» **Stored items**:
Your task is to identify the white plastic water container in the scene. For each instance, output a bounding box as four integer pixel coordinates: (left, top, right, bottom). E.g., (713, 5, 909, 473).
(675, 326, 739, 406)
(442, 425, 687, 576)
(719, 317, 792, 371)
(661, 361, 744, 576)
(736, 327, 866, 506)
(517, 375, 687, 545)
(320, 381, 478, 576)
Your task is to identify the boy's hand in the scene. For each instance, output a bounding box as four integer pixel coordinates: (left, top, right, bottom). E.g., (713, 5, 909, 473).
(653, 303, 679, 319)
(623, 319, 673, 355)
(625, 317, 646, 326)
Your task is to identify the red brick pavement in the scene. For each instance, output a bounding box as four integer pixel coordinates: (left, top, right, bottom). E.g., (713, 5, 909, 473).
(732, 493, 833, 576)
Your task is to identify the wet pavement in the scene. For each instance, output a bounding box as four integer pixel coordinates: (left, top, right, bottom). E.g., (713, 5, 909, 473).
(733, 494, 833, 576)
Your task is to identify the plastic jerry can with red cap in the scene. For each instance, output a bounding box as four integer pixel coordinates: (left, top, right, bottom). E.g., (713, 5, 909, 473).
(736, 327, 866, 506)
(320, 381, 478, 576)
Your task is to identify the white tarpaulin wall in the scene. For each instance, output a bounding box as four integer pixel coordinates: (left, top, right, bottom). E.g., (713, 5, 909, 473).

» **What is expected**:
An exact copy of all the records is the only acceptable answer.

» **Response area**:
Your task is to identify the white plastic water container in the scene. For each instance, output a bounding box as four integer pixel coordinates: (left, top, right, bottom). E.g., (713, 5, 909, 473).
(675, 326, 739, 406)
(442, 425, 687, 576)
(719, 317, 792, 371)
(661, 361, 744, 576)
(736, 327, 866, 506)
(517, 375, 687, 545)
(320, 381, 478, 576)
Your task is to identify the boy's hand in the scene. For each instance, output a bounding box as four integer pixel coordinates: (left, top, right, bottom). E.g., (713, 5, 909, 473).
(653, 303, 679, 319)
(623, 319, 673, 355)
(625, 317, 646, 326)
Your task is to identify the red brick pavement in the scene. For each instance, output a bounding box as four integer pixel coordinates: (left, top, right, bottom). E.g., (713, 5, 909, 473).
(732, 493, 833, 576)
Your task is to identify the wet pavement in the scene. For each instance, output a bounding box as four integer pixel coordinates: (left, top, right, bottom). E.g., (713, 5, 909, 473).
(733, 494, 833, 576)
Your task is to identify the plastic jerry can with red cap in the scene. For each instance, output a bounding box as four integer pixel coordinates: (left, top, right, bottom). E.g., (713, 5, 909, 473).
(736, 327, 866, 506)
(320, 381, 478, 576)
Your task is to identify the white tarpaulin wall in the scene. For each instance, output a bounding box as four integer pixel coordinates: (left, top, right, bottom). E.g., (713, 5, 909, 473).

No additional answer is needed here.